# [Given request A]
Answer these from the club finances excerpt:
(i) How long is usually left on a player's contract when the club sells him?
(ii) For a £3m fee, what pay per season will the player expect?
(iii) According to the last reply, what are "they" trying to minimize?
# [Given request B]
Return the part of the club finances excerpt that opens with the words containing "They just saw" and closes with "losses from relegation.".
# [Given request C]
In the club finances excerpt, why would spending the whole fee on a single like-for-like replacement be a problem?

When we sell a player, it is because he wants to go. His contract is approaching its end (usually 1 year to go), he has been asked to negotiate a new contract and he has refused to do so because he thinks (quite rightly) that he can get more money elsewhere. We are attempting to strike a deal with the player that is beneath his current market value in the pay market. Whether that market value is a false value, and is simply that high because another Championship club is willing to break FFP rules to pay said amount is another question. I will let it rest for now that his market value elsewhere is more than we can afford to pay. The fee that we negotiate for the player will be in line with the player's value in the pay market. If the fee that we receive is £3m, then the player will expect to receive that sort of sum over his 3 year contract. That is, he will expect to be paid at a rate of £1m per season (about £20k per week), that being the rate of pay for a player who is worth that sort of transfer fee. If we went out and tried to spend the whole of the fee the fee that we receive on one play, replacing like with like, we have to be prepared to pay the player a rate of pay that we could not afford for the player we sold. We have to be prepared to pay the market rate, the rate set by clubs who themselves cannot afford to pay without getting into FFP trouble. We need an alternative strategy. We need a strategy that subsidises the losses that the club makes on trading and that does not make those losses worse by increasing our wage bill. We need a strategy that means player improvement and sale at a profit becomes part of our trading strategy. We need our current trading strategy. Unfortunately, that strategy means that we struggle to compete on the field with clubs who are prepared to cheat on the already generous FFP rules. Should the league apply those rules properly, or should our owners be as illogical as all the rest, and cheat the rules as well?
https://www.skysports.com/football/...barnsley-sound-the-alarm-of-financial-failure are we going under ?
They just saw the begging letter to the EFL and decided we must be in real financial trouble - dont think they have any inside info
That’s nothing new though. We’ll be fine, they’re just trying to minimise the losses from relegation.

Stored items

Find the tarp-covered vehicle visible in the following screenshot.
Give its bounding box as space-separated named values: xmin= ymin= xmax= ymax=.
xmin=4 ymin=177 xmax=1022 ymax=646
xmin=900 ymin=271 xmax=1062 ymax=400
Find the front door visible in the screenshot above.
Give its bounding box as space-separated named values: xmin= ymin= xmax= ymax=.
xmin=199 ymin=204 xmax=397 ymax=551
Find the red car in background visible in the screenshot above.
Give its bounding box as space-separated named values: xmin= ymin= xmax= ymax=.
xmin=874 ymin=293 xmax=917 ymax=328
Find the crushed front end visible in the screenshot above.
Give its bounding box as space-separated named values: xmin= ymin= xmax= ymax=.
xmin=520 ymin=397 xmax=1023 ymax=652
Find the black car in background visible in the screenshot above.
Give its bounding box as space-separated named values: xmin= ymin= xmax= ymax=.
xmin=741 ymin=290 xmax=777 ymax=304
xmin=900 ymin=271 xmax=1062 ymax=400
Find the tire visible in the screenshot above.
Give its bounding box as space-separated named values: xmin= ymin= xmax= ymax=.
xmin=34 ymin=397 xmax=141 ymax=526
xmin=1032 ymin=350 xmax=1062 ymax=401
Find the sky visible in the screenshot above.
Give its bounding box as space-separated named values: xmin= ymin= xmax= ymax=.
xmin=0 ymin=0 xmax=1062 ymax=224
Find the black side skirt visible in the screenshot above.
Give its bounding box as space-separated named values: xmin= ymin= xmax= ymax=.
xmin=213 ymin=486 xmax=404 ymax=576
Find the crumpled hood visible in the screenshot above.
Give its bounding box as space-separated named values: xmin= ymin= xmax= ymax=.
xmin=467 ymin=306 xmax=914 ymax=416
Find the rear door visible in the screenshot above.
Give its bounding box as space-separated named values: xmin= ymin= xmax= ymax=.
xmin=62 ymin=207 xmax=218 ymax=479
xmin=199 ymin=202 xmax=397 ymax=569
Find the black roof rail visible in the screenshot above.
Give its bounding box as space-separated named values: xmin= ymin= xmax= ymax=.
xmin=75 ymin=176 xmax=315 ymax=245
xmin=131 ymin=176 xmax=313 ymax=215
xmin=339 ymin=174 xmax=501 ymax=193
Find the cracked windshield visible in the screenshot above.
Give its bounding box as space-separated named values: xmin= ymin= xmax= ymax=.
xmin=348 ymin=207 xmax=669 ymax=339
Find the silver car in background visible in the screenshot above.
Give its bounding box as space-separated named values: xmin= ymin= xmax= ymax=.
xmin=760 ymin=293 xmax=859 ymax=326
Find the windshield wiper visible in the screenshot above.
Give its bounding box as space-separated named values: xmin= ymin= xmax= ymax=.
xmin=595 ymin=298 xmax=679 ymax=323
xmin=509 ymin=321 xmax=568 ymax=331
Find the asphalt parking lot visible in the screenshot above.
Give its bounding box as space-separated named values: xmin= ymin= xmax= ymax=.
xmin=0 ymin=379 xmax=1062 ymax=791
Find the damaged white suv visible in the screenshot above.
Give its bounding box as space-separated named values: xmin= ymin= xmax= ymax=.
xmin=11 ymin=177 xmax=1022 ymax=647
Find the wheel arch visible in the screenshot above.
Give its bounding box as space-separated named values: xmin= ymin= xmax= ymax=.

# [Complete response A]
(i) Usually 1 year.
(ii) £1m per season, about £20k per week.
(iii) The losses from relegation.

# [Complete response B]
They just saw the begging letter to the EFL and decided we must be in real financial trouble - dont think they have any inside info
That’s nothing new though. We’ll be fine, they’re just trying to minimise the losses from relegation.

# [Complete response C]
The club would have to pay the replacement the market rate, which is the same rate it could not afford for the player it sold. That rate is set by clubs that cannot afford it themselves without getting into FFP trouble.